* _Problem statement_: Gather and copy each line below that contains the string "positive". Case counts, so match uppercase and lowercase letters as they appear.

* _Records provided_:
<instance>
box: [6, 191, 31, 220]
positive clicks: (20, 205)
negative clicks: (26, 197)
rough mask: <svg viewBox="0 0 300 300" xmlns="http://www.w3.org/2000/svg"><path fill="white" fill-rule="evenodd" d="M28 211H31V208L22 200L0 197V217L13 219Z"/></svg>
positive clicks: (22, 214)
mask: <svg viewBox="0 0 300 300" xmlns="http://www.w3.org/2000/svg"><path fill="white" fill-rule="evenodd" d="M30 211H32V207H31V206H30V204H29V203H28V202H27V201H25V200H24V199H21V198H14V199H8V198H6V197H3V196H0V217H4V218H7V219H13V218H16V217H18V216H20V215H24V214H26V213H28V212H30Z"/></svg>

* * *

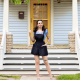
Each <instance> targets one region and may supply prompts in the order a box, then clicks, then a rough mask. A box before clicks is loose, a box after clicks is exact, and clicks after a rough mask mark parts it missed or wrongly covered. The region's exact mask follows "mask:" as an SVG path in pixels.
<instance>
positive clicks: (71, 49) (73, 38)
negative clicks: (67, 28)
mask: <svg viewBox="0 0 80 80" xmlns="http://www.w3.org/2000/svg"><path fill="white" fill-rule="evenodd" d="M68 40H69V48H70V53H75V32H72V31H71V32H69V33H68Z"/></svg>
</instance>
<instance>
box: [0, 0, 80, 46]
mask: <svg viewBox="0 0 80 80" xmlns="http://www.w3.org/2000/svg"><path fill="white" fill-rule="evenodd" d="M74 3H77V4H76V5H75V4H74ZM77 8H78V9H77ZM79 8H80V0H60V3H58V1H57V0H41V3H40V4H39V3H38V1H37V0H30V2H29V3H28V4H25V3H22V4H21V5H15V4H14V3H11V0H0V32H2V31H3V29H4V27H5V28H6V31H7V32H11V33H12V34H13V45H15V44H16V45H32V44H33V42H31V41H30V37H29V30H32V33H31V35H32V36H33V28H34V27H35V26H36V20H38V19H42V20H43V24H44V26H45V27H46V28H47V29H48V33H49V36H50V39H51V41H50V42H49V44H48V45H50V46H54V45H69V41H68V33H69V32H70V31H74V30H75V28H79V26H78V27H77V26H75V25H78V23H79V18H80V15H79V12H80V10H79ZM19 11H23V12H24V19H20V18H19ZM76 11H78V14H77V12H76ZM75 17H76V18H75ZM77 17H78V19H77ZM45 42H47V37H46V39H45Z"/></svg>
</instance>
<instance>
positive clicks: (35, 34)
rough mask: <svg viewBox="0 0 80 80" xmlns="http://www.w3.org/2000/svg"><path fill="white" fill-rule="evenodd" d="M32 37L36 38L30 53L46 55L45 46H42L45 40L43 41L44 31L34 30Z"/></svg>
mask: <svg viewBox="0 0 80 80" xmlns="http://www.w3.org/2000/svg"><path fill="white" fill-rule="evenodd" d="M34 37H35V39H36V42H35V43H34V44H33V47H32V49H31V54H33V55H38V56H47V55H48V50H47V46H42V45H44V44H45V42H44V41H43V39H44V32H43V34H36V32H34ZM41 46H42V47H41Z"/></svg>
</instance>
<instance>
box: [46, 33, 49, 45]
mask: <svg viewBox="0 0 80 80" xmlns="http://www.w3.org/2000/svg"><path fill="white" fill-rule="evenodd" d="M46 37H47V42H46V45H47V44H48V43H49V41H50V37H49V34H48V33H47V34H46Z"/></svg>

* _Answer space_:
positive clicks: (20, 205)
positive clicks: (22, 214)
positive clicks: (71, 49) (73, 38)
positive clicks: (35, 34)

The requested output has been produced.